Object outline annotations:

::::::::

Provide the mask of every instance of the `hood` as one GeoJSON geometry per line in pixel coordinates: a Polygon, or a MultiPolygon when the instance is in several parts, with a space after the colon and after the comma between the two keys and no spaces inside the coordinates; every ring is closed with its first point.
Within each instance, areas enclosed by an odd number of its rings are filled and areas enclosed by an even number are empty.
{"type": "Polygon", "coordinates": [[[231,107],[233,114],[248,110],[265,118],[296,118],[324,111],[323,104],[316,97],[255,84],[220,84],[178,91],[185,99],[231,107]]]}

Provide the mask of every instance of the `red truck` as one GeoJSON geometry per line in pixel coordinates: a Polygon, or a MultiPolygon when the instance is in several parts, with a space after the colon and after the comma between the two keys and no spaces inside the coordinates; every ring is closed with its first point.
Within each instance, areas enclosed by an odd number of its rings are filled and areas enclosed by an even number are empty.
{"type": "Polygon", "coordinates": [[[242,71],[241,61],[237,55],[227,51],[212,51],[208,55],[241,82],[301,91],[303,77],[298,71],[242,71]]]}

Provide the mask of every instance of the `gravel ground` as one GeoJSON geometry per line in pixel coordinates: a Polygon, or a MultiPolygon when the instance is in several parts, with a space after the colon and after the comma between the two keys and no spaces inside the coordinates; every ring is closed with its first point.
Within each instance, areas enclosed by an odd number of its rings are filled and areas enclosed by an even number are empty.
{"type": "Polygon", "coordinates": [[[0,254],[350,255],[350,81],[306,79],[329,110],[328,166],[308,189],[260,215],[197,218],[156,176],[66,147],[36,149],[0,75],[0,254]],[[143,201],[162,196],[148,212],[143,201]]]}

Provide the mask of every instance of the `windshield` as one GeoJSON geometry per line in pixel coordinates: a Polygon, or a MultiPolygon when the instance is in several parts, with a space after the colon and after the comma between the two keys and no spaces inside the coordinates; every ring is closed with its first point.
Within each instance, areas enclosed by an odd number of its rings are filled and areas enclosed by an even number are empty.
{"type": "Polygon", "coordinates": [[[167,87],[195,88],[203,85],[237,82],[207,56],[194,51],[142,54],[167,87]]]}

::::::::

Work out how many lines in the data above contain the string "windshield", treating uppercase and lowercase as different. Give only the number.

1